**Source passage:**
begin

The adoption of the Statute of the International Criminal Court (1) at the Rome Conference was a landmark event in international law. It expressed states' intention to cede what was guardedly reserved as a sovereign power to prosecute in exchange for international justice and the prevention of impunity. To restrain the International Criminal Court (ICC), states adopted complementary jurisdiction; the ICC can only act where a state has not genuinely investigated or prosecuted perpetrators of serious crimes, or where it is unwilling or unable to do so. (2) The difficult question was how far should complementarity go?
It was not surprising, given divergent state practice and opinion, that a provision on amnesties was not agreed upon. (3) Some states argued that transitional justice mechanisms ought to be accommodated. (4) Domestic responses to mass atrocity or international crimes in previous years had involved a combination of complementary processes selected from what is becoming commonly referred to as the 'toolkit' of transitional justice. (5) These multi-faceted approaches combined limited prosecutions with truth commissions and blanket or conditional amnesties. Other states were nevertheless steadfast in their opposition. Consequently, the drafters of the ICC Statute left the provisions regulating jurisdiction "'creatively ambiguous.'" (6)
This paper asks whether the ICC can, and ought to, defer to domestic grants of amnesty. In doing so, this paper also questions more broadly whether the ICC ought to take the impact of prosecution on peace into account. Before this article goes on to outline the ways in which the ICC might do this, it is important to understand: (1) the position of amnesties in international law, and (2) the forms of amnesty that are granted and the justifications which aim to legitimize them.

end

[Excerpts from point annotation data]
begin

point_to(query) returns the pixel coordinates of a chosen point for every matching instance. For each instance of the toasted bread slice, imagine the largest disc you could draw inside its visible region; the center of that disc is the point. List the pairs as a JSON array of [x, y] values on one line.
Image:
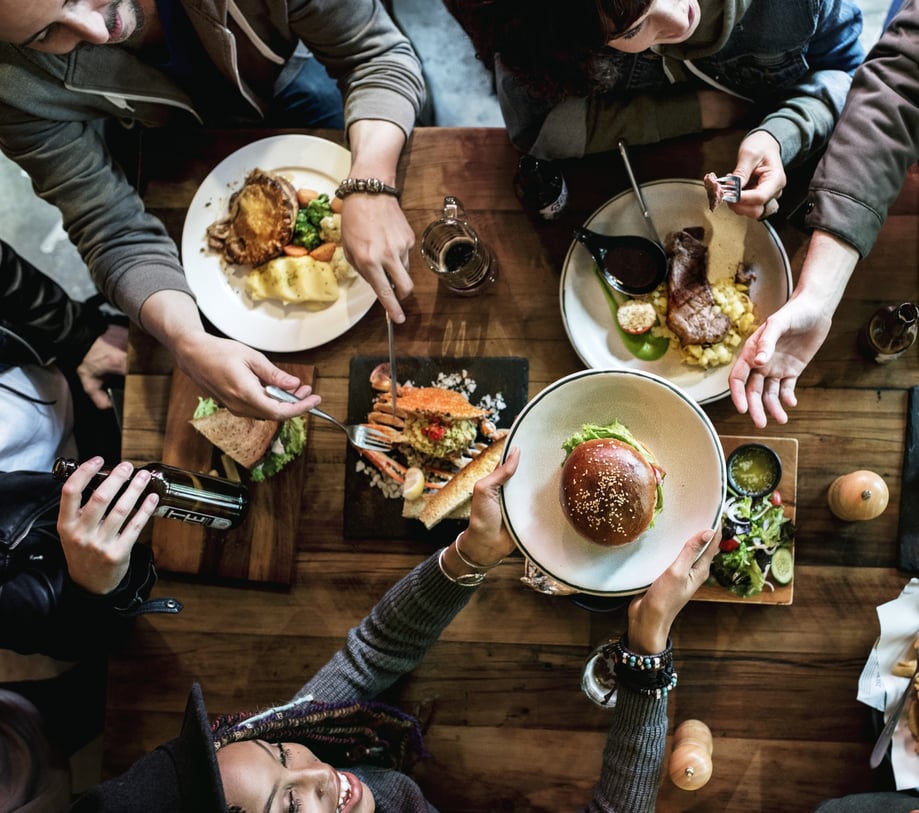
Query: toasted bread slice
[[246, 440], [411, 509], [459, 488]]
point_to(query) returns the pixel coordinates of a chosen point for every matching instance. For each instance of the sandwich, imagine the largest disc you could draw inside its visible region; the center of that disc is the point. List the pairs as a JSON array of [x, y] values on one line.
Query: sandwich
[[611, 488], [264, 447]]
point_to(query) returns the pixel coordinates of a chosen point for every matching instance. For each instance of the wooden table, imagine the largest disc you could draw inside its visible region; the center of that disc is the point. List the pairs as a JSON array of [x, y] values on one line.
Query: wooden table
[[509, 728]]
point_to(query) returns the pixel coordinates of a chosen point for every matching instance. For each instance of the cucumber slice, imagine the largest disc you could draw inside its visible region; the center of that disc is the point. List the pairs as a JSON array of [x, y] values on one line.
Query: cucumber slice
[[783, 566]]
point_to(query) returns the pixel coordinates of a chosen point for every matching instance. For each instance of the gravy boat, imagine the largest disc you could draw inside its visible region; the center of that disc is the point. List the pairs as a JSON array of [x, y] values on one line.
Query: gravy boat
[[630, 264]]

end
begin

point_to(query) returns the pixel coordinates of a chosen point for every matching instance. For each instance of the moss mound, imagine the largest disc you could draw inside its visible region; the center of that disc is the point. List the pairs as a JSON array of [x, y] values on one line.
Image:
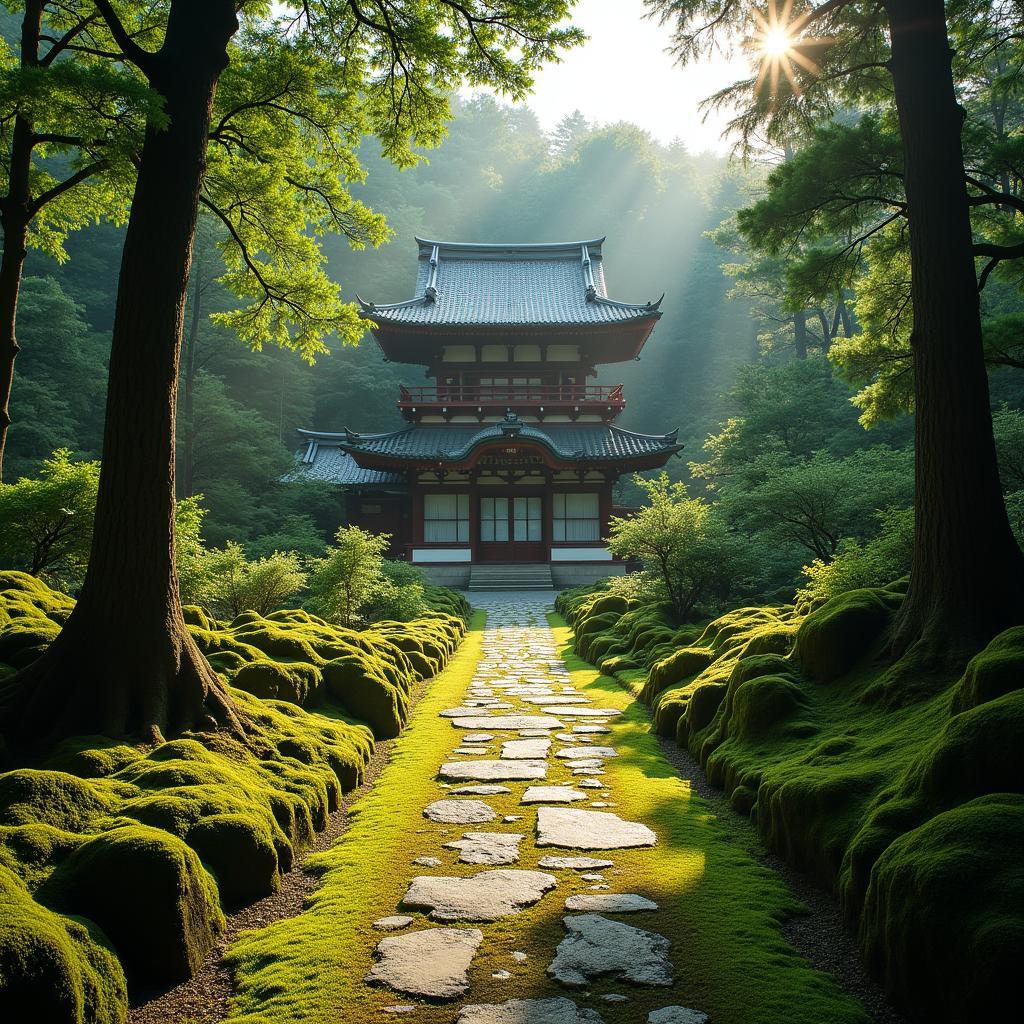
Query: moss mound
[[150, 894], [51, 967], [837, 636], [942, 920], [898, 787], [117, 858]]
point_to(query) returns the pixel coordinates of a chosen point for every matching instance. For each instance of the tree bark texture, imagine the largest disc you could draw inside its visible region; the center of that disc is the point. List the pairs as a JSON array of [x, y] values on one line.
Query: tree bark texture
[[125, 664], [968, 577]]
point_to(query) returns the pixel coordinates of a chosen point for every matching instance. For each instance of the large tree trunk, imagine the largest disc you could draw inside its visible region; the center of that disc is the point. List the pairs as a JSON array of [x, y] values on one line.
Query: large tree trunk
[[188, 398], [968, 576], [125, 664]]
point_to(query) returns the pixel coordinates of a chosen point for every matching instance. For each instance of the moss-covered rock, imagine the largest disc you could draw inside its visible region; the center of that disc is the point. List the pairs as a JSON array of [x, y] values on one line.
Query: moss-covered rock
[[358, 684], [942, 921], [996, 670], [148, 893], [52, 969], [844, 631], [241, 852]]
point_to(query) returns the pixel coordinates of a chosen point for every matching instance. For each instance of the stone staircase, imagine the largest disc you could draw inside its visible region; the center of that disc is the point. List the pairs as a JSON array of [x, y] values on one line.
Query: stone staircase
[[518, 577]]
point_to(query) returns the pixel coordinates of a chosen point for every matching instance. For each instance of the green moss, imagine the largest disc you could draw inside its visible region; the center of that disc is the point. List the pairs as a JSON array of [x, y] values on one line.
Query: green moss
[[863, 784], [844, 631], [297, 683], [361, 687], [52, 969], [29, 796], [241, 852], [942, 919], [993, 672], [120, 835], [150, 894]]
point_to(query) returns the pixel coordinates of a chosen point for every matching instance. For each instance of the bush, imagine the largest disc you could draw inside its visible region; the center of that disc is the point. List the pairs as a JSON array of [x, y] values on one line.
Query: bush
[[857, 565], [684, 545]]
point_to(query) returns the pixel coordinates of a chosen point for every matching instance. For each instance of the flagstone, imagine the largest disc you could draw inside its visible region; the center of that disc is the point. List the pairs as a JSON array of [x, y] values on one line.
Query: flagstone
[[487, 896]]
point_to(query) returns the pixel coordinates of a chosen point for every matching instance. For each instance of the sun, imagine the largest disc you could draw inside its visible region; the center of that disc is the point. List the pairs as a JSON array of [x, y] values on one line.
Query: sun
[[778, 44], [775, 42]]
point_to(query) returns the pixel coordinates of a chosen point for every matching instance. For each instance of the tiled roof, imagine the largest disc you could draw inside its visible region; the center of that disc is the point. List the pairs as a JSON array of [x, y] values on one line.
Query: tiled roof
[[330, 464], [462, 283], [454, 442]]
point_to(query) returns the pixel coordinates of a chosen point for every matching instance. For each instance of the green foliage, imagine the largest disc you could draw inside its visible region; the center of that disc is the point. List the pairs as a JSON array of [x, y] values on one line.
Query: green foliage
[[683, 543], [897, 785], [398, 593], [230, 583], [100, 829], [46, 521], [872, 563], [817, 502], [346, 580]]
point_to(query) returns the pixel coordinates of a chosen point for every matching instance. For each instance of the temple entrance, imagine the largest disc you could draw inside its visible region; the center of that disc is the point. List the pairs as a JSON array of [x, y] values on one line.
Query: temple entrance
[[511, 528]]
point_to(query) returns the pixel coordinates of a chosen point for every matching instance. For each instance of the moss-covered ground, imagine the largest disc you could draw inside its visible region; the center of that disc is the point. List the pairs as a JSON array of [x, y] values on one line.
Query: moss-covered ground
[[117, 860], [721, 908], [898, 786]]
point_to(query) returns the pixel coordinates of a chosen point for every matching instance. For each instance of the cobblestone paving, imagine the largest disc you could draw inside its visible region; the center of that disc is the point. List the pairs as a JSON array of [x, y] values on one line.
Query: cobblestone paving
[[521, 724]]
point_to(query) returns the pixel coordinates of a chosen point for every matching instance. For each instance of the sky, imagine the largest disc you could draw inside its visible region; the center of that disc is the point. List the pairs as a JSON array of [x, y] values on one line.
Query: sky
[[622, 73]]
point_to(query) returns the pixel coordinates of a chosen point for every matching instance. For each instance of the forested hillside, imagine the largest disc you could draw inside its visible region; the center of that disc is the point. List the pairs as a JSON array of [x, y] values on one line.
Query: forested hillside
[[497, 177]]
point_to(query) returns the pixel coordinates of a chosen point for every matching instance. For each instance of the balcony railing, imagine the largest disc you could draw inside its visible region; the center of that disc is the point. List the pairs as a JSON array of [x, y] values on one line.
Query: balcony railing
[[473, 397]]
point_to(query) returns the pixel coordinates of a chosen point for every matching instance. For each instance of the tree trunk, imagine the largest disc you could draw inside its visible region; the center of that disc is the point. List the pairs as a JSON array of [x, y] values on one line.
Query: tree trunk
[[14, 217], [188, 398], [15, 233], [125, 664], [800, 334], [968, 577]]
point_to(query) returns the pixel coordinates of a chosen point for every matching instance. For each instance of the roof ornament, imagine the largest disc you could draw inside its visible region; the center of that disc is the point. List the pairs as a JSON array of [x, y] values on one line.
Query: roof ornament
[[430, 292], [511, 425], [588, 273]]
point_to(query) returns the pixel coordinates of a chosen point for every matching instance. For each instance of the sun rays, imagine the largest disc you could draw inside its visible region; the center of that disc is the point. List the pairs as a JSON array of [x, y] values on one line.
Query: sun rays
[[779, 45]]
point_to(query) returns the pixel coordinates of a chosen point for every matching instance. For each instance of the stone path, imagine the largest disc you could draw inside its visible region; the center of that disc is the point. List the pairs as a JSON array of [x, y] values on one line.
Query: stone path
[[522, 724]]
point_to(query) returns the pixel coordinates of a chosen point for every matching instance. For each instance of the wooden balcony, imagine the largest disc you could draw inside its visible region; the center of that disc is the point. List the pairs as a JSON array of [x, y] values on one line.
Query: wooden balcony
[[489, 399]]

end
begin

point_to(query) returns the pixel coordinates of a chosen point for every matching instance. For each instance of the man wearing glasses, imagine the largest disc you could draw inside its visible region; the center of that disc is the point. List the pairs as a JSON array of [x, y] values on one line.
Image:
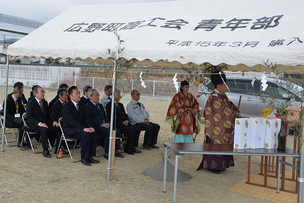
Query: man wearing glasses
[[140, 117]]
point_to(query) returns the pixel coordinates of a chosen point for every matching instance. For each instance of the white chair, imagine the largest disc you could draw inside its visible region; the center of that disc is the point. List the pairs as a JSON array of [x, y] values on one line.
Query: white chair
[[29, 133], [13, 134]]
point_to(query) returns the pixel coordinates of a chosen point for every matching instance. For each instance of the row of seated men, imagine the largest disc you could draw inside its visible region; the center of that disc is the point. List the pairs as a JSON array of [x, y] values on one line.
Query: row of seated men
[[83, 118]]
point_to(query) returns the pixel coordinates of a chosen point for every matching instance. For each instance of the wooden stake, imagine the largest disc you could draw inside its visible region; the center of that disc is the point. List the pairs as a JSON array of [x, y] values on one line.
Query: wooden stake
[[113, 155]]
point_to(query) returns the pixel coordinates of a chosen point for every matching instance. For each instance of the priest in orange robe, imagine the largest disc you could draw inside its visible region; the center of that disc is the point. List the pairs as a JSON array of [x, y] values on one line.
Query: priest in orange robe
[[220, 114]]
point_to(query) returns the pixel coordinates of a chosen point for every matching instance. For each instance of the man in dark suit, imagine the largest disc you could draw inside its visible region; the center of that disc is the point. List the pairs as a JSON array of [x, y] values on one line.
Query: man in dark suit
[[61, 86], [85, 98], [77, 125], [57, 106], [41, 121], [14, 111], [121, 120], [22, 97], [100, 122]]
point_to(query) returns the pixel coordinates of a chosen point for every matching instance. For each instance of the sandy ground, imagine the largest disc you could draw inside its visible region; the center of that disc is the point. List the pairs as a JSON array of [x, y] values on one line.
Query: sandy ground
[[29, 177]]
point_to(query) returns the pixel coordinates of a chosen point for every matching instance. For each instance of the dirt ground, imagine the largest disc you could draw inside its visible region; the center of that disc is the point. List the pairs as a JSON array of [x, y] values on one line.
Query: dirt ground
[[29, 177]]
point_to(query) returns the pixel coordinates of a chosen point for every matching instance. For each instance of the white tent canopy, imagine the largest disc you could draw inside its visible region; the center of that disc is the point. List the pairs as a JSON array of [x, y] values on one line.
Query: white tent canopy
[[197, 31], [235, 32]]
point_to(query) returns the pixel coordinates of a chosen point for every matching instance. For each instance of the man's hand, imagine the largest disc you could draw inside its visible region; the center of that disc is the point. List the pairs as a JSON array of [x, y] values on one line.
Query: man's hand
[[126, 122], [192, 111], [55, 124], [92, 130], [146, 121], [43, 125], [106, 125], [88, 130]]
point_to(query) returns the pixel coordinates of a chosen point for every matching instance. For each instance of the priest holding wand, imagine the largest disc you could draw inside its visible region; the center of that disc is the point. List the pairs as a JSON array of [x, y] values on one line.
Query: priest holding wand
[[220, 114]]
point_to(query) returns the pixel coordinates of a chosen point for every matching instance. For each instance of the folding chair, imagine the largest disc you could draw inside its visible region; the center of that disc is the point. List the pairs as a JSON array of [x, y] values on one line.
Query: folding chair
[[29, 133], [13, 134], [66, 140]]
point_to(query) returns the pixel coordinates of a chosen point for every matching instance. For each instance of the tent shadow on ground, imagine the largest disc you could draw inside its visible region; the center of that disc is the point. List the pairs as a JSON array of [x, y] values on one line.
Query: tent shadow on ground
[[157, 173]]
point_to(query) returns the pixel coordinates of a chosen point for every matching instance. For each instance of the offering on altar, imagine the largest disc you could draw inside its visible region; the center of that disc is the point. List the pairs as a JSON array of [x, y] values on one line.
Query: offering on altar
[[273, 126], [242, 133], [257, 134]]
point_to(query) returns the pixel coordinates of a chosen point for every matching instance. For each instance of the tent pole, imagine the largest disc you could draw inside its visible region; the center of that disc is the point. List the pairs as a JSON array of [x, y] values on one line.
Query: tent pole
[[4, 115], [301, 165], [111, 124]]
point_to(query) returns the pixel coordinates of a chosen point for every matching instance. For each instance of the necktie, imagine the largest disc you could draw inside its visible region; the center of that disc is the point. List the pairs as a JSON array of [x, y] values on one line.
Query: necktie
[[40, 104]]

end

**Given problem:** Continue the article on the International Criminal Court and domestic amnesties from the point where it stops.

**Exercise result:**
In regard to the first issue, as a matter of international law, an express customary prohibition of amnesty has not yet crystallized. There is support for customary and treaty (7) based duties to prosecute pursuant to the Geneva Conventions (GCs), and jus cogens norms including torture, genocide. Various judicial and UN bodies confirm that amnesties are inconsistent with treaty based duties to prosecute. (8) Exceptions can nevertheless be made. The most notable of these is Article 6(5) of Additional Protocol II to the GCs, which states that authorities "shall endeav[o]r to grant the broadest possible amnesty to persons who have participated in the armed conflict, or those deprived of their liberty for reasons related to the armed conflict." (9) The South African Constitutional Court in Azapo v. President of the Republic of South Africa (10) relied upon Article 6(5) to support an exception to the prohibition on amnesty. (11) The explicit or constructive duty to prosecute is nevertheless limited by subject matter and recipient, with the obvious gaps being crimes against humanity and war crimes, which do not give rise to grave breaches of the GCs. Customary international law established through state practice and opinio juris may fill these gaps. (12) There is an emerging state practice supporting an obligation to prosecute the most serious violations of international law, (13) with supportive opinio juris. (14) Nevertheless, courts have been reluctant to find amnesties "unlawful per se." (15) While much of the debate concerns the permissibility of conditional amnesties, (16) it is nonetheless difficult to avoid the conclusion that while customary law had not crystallized before the Rome Conference, international law is heading towards the prohibition of amnesties for international crimes. (17)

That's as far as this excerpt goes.